WHAT YOU WILL DO:
In the records below, pick out all lines containing the word "panel".

MATERIAL FOR THE TASK:

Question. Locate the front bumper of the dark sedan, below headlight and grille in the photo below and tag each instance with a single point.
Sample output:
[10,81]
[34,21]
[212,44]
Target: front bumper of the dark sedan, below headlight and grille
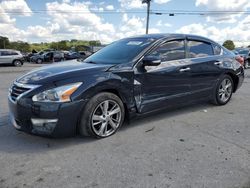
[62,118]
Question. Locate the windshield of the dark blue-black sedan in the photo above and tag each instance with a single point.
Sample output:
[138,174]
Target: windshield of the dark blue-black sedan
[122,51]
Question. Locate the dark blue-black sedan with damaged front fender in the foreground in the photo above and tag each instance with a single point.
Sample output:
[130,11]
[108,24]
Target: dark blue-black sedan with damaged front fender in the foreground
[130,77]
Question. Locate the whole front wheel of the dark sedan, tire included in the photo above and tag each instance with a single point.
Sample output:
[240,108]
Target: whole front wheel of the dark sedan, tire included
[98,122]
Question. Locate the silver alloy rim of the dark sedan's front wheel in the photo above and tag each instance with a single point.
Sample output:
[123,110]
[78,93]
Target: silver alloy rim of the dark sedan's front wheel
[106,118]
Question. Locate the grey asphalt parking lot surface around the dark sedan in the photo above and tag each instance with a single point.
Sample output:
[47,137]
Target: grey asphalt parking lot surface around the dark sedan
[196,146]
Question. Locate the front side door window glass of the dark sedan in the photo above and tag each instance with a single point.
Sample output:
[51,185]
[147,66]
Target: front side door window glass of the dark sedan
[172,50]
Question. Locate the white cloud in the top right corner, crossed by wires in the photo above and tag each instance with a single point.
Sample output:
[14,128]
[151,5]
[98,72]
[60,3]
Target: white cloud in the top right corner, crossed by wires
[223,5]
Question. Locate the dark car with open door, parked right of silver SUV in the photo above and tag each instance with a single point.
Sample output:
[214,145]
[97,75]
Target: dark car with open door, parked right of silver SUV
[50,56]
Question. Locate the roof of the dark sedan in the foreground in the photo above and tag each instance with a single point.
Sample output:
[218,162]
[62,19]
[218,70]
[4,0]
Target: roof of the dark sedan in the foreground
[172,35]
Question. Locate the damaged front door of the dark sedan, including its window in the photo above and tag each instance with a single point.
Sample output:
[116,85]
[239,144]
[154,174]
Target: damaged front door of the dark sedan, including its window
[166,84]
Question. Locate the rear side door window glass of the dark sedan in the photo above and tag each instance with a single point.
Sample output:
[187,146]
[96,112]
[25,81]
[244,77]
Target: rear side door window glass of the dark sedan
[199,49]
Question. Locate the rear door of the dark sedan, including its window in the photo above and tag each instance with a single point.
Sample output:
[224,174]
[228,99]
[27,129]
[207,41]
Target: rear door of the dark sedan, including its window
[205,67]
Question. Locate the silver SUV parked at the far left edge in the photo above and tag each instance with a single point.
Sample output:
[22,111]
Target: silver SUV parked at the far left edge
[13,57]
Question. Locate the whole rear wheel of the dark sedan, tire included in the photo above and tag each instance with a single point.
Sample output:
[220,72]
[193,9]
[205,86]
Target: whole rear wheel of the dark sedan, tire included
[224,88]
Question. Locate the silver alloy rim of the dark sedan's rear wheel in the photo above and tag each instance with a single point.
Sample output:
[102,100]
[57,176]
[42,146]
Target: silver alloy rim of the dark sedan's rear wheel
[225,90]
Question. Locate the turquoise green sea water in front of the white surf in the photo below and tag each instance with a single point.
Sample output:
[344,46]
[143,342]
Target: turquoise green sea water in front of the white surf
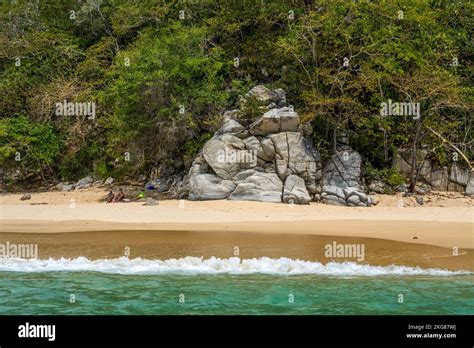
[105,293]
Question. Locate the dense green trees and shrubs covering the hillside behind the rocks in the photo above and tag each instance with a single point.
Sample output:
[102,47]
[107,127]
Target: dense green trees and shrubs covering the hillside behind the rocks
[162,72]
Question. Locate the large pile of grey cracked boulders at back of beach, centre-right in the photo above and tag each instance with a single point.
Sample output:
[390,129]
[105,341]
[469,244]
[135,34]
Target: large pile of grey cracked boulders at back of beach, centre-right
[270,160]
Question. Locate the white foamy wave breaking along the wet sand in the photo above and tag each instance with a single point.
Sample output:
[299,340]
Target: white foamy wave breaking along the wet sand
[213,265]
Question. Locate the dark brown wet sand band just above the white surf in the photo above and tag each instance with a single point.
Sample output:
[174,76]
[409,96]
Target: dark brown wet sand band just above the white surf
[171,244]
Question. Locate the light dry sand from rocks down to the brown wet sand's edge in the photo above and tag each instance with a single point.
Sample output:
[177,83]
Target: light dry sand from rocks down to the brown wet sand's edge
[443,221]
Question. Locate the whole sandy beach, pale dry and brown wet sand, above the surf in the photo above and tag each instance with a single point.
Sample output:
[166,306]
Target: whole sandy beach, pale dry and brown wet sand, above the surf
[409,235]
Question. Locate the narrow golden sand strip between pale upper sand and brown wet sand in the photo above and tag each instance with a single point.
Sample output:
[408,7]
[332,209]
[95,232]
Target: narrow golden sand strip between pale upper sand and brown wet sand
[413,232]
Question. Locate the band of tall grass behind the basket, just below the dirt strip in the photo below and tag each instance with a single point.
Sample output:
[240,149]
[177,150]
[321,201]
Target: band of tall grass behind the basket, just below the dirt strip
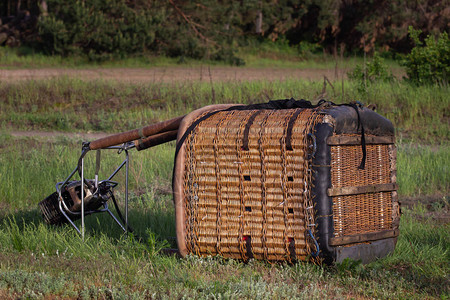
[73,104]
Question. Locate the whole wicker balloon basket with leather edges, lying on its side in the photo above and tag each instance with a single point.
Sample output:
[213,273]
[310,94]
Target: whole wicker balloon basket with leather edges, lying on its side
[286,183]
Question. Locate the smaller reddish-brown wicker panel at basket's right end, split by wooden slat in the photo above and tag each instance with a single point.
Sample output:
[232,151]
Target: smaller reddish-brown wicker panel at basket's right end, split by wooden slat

WRITTEN REPLY:
Question. Locate the smaller reddish-brown wicker panel at basket's right end, split by wooden slat in the photo above and tag each instance with a single point.
Target: smaller reddish-brown wicker panel at basket's right end, split by wooden slat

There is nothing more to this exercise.